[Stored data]
----------------------------------------

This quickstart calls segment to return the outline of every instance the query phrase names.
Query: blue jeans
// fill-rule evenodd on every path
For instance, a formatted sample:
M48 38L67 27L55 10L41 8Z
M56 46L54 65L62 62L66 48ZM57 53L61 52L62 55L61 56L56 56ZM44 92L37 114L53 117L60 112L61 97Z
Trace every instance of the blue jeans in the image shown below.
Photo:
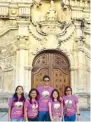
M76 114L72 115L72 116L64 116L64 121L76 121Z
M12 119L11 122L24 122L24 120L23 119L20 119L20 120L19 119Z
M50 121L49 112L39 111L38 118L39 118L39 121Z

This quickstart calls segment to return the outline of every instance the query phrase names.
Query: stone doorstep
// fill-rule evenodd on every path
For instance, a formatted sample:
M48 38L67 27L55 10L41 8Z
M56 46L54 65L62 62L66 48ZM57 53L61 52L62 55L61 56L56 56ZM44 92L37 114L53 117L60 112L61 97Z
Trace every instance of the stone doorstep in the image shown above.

----------------------------------------

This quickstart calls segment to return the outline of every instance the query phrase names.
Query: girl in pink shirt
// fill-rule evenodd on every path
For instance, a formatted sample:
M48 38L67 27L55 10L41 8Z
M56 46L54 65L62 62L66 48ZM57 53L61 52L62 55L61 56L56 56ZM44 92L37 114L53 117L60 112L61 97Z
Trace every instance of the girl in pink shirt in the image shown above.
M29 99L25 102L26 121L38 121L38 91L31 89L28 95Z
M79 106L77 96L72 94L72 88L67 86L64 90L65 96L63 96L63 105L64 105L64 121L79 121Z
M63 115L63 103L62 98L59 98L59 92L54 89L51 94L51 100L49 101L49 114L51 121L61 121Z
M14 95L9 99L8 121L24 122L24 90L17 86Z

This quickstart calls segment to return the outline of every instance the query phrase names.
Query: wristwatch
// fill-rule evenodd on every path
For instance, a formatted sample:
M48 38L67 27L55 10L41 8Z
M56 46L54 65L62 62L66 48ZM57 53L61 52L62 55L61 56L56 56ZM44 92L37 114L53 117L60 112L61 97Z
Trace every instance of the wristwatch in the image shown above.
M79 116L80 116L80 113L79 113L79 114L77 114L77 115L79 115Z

----------------------------------------

• _Exercise brief_
Go line by line through the data and copy any that contain "jeans".

• _Written solution_
Query: blue jeans
Trace every instance of the blue jeans in the image shown below.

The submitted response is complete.